**Given text:**
◇ ◇ ◇ ◇
The exhibition is available through virtual tours. They take place in the form of a Zoom meeting, where Helen Knowles, its curator, takes us through each work, and shares information regarding the artists and contexts of the pieces.

Apart from being portrayed as dramatic and painful in the media, childbirth in culture is often associated with fear, or even danger. In the film Sexmission, babies are born in incubators, without any male interference, while in The Handmaid’s Tale, childbirth represents slave labour under the guise of a miracle. The act can exemplify both the power and the submission of women, but it is often used as a mean to shock the audience in one way or another.

Whether due to the vehement nature of it, the complexities around gender essentialism, or the uncertainty of life’s beginnings (and corresponding ends), childbirth is still, to a large extent, a taboo subject. The reality is, however, that it’s the most natural thing in existence, and exhibitions such as the Birth Rites Collection attempt to break the stigma around it.

One of the reasons why the topic might be so often avoided is the discomfort around the human body, a woman’s body in particular. However, the exhibit’s works, frequently centred around female reproductive organs, vary in execution and in meaning, evoking the multitudinous nature of physicality and life itself.

Ana Casas Broda’s work, ‘Kinderwunsch,’ consists of 28 photos, disclosing the first seven years of the artist’s life with her children. As the pictures are primarily taken in dark rooms, and the figures have no clothes on, this presents a certain secrecy within familial intimacy. How does a body change depending on who’s watching? And how does our perception of it shift when it belongs to the framework of child’s play?
◇ ◇ ◇ ◇
**Dataset records:**
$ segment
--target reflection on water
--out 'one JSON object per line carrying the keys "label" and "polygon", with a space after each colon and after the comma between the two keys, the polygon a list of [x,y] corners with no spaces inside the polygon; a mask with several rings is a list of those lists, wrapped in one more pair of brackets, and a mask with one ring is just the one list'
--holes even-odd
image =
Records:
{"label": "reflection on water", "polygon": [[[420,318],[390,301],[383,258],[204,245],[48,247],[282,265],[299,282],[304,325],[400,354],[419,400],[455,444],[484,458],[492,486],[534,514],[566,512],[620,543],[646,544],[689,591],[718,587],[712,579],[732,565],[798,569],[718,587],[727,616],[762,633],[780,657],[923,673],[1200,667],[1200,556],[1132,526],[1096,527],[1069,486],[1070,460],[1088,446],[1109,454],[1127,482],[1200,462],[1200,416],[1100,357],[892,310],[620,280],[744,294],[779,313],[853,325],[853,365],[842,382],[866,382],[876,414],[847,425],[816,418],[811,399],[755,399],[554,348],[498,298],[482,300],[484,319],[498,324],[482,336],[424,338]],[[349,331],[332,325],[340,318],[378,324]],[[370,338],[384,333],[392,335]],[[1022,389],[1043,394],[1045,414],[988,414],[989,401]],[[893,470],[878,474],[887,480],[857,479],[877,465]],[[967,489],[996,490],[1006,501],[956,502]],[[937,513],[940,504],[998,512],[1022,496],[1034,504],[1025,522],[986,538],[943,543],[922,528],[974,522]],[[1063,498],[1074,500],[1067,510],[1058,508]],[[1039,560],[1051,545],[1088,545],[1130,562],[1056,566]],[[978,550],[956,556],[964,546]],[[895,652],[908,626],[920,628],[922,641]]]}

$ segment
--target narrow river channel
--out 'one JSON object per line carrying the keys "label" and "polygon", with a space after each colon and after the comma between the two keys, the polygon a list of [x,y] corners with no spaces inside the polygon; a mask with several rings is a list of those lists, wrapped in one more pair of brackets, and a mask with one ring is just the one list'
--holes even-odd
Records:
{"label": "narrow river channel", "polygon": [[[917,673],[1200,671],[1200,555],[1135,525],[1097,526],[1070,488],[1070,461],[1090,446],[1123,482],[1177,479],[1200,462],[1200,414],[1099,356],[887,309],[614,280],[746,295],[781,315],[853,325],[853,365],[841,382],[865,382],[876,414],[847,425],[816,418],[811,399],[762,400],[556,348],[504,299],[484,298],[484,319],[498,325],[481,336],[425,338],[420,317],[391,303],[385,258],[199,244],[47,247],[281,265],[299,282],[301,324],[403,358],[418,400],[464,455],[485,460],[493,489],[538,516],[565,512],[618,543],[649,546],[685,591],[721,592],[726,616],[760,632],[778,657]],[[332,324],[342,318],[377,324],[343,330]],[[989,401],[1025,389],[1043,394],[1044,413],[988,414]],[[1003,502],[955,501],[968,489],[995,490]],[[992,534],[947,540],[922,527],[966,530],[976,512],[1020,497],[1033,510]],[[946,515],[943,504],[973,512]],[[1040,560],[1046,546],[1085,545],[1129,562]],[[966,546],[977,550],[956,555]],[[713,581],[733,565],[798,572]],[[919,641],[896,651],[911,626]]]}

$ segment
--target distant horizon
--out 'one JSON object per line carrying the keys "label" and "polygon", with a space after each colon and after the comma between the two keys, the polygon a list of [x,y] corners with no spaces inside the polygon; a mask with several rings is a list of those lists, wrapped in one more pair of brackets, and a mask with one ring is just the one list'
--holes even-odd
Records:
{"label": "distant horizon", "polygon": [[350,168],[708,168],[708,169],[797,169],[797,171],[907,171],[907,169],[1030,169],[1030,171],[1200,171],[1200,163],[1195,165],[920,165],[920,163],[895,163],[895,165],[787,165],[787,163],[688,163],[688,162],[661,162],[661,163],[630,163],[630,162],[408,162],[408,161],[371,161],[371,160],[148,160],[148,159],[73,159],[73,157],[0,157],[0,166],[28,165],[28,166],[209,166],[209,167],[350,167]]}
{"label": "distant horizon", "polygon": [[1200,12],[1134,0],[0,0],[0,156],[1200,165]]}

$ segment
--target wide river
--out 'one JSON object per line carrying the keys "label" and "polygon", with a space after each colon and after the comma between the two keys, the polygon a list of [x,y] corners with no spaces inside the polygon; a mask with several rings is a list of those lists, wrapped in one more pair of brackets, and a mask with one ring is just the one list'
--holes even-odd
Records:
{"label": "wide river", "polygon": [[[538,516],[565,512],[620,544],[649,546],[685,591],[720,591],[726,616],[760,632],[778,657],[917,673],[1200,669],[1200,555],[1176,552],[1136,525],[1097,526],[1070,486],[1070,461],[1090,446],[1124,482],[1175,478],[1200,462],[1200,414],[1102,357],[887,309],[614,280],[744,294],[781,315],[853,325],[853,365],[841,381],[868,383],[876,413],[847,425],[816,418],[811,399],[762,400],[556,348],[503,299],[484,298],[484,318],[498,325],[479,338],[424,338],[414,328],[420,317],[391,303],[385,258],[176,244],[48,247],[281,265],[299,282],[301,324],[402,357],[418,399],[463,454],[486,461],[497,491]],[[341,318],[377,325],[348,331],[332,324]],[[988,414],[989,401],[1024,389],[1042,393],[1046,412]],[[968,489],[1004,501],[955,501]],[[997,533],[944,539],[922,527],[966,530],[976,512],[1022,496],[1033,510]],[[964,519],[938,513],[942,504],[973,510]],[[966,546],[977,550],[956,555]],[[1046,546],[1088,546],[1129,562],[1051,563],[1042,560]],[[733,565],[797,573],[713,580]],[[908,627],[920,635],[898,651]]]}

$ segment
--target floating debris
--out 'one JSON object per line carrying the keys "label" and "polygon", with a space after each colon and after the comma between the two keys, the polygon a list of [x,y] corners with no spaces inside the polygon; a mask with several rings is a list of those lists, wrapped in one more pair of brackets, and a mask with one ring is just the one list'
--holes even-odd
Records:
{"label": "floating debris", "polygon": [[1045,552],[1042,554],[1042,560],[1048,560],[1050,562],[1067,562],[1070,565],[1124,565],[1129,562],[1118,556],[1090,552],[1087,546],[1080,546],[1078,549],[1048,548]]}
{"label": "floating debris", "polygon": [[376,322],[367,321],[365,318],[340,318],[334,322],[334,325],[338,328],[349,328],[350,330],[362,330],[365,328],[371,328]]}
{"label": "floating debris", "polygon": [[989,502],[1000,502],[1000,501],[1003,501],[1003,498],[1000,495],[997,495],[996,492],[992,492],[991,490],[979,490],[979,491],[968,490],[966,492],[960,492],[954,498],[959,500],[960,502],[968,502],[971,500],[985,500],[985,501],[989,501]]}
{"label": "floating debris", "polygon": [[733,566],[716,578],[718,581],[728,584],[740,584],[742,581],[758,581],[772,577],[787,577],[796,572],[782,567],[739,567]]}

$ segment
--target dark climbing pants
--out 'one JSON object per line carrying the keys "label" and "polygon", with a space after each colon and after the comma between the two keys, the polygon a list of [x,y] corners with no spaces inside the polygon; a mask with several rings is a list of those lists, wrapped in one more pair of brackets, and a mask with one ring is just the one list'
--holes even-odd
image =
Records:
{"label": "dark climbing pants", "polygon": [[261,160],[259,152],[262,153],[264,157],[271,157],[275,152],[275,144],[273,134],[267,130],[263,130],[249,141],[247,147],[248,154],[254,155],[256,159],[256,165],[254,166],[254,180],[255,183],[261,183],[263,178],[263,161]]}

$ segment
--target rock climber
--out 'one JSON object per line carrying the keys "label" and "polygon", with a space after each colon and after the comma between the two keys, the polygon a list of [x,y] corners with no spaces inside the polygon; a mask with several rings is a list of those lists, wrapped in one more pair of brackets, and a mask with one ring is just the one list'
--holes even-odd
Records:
◇ ◇ ◇ ◇
**Work instruction 1:**
In the passage on the Birth Rites Collection, how many photos make up Ana Casas Broda's work "Kinderwunsch"?
**Work instruction 2:**
Reproduce word for word the part of the passage on the Birth Rites Collection starting at "Ana Casas Broda’s" and ending at "of child’s play?".

**Your solution 1:**
28 photos

**Your solution 2:**
Ana Casas Broda’s work, ‘Kinderwunsch,’ consists of 28 photos, disclosing the first seven years of the artist’s life with her children. As the pictures are primarily taken in dark rooms, and the figures have no clothes on, this presents a certain secrecy within familial intimacy. How does a body change depending on who’s watching? And how does our perception of it shift when it belongs to the framework of child’s play?